Entries from a dataset:
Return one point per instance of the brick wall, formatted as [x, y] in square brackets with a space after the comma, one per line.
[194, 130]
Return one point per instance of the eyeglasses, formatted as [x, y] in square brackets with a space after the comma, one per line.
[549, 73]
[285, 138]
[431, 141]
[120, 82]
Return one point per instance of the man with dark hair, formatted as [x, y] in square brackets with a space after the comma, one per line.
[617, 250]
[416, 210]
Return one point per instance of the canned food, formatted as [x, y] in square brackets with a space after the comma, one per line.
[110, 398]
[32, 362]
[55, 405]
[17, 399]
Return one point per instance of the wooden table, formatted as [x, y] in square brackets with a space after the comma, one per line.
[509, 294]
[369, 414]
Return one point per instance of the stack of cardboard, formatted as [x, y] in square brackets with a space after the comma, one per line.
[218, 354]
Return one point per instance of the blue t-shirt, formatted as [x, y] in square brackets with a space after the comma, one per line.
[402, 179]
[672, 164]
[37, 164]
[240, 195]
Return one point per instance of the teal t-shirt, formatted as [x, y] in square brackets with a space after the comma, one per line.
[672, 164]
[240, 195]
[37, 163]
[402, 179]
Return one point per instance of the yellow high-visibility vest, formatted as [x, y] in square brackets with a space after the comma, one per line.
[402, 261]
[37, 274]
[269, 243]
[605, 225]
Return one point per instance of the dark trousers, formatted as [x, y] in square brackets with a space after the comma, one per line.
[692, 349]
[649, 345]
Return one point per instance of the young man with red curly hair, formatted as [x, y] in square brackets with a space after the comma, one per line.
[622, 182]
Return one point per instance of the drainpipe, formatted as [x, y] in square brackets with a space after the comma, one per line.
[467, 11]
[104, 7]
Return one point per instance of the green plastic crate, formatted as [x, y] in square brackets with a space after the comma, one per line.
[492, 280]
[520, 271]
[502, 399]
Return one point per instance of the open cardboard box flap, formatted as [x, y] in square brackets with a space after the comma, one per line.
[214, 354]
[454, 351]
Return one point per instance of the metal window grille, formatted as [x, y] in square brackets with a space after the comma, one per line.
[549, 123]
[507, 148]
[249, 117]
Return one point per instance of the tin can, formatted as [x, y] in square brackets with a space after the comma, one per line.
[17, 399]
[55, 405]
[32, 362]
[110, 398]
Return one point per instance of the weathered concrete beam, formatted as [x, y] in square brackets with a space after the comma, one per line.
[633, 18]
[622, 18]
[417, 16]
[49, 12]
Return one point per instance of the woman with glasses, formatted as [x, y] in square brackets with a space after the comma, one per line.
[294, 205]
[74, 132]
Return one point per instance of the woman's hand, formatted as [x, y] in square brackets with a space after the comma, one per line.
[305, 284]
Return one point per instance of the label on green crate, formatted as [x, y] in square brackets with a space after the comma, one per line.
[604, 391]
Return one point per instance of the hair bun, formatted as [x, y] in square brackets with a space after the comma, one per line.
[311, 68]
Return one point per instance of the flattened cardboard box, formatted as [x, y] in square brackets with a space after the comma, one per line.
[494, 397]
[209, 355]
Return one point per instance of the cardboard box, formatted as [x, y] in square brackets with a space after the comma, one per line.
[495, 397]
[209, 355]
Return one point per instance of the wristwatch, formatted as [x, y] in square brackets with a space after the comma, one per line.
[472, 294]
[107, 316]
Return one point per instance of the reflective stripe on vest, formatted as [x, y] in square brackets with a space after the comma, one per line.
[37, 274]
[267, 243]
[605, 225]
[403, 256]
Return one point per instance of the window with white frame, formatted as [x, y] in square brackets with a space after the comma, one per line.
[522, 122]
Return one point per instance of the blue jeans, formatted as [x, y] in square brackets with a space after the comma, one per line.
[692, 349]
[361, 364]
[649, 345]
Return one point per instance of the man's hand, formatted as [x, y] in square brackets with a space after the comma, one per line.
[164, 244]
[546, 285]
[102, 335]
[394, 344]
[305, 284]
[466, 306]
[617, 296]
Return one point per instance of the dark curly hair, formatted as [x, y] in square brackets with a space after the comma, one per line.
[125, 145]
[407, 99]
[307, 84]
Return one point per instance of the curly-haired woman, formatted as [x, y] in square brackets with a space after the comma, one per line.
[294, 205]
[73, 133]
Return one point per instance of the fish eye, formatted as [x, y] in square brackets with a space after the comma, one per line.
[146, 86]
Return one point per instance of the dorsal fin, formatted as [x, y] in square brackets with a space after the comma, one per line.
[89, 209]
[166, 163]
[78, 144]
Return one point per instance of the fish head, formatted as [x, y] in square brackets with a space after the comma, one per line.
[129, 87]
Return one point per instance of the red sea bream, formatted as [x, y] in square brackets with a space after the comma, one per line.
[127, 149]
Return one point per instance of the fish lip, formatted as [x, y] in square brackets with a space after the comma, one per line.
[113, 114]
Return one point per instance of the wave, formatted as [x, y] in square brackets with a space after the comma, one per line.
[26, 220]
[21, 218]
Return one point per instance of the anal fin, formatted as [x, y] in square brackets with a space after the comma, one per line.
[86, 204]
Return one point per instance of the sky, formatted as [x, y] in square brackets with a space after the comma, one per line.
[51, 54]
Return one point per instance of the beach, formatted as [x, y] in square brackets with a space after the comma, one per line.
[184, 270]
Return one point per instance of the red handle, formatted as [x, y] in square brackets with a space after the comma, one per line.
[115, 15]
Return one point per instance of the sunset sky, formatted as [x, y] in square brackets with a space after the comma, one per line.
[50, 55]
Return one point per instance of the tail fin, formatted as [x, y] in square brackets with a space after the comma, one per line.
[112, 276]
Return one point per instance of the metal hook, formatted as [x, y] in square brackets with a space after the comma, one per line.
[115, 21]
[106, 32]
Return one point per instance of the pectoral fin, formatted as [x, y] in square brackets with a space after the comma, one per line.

WRITTEN REQUEST: Begin with the line that contains "Return one point per instance of the curly-haired" and set down each line exactly until the records above end, including the final line.

COMPLETED EXERCISE:
Return one point per instance of the curly-haired woman, formatted as [x, y] in square brackets with a space after the comma, one per line.
[294, 205]
[73, 133]
Return one point per instance of the fish eye, formatted as [x, y] in square brackets with a space after the comma, one per line.
[146, 86]
Return one point per instance of the dorsal fin, formatted as [x, y] in square brackets with a space after the comma, one per line.
[89, 209]
[166, 163]
[78, 144]
Return one point per instance of the fish head, formatted as [x, y] in square brackets with a space after the comma, one per line.
[129, 87]
Return one point per instance of the red sea bream, formatted as [x, y] in square brackets with a space after the comma, one per line.
[127, 149]
Return one point per instance of the fish lip, formatted as [x, y] in square brackets with a space after the comma, one per line.
[113, 114]
Return one point per instance of the wave, formatted as [x, y] in square brackets with a space after the comma, one per line.
[26, 220]
[21, 218]
Return one point per instance of the anal fin, formatted as [x, y] in square brackets with a space after the comma, one per line.
[86, 204]
Return one point per instance of the sky, formatted as [x, y] in square brackets with a space after the comma, one per line.
[51, 54]
Return one point per instance of the beach, formatted as [x, y] in square brackets with a space after the comma, one per line.
[184, 270]
Return one point per instance of the red handle, formatted as [x, y] in square brackets with a space after the comma, one per line.
[115, 15]
Return one point per instance of the sunset sky, formatted as [x, y] in square brackets with a space after the comma, one per line.
[50, 55]
Return one point per instance of the tail fin, formatted as [x, y] in square brackets with a space after the comma, one per line.
[112, 276]
Return one point per instance of the metal hook, formatted as [x, y] in square brackets with a space after the comma, one per line.
[115, 21]
[106, 32]
Return one point per instance of the pectoral fin, formatted as [x, y] in square brackets with a space after the comma, one per line.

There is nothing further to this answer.